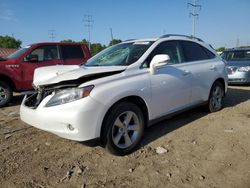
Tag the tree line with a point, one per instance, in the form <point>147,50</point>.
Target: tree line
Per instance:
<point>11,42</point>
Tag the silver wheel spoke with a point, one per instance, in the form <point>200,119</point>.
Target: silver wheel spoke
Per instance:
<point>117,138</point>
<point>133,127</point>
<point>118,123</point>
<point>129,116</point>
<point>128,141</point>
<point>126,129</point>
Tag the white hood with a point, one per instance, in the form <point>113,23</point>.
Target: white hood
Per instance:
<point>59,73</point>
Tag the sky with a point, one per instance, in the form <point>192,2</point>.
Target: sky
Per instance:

==

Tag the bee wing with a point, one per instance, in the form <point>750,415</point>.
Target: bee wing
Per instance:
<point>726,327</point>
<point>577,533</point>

---

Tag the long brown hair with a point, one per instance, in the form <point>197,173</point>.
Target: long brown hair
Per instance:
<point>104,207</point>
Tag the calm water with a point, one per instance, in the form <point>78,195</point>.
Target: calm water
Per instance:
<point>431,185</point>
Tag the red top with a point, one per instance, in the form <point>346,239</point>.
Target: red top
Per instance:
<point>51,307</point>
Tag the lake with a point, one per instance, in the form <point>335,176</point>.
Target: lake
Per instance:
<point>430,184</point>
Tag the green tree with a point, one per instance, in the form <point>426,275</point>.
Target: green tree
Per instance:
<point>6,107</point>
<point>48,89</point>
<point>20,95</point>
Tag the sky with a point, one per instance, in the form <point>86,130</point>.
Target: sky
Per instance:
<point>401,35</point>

### Written problem
Reproduce, character for character, the lines between the one holding "Tag the lake" and the one holding "<point>430,184</point>", inclusive.

### Reply
Tag the lake with a point, one per instance, in the form <point>335,176</point>.
Target: lake
Per instance:
<point>430,184</point>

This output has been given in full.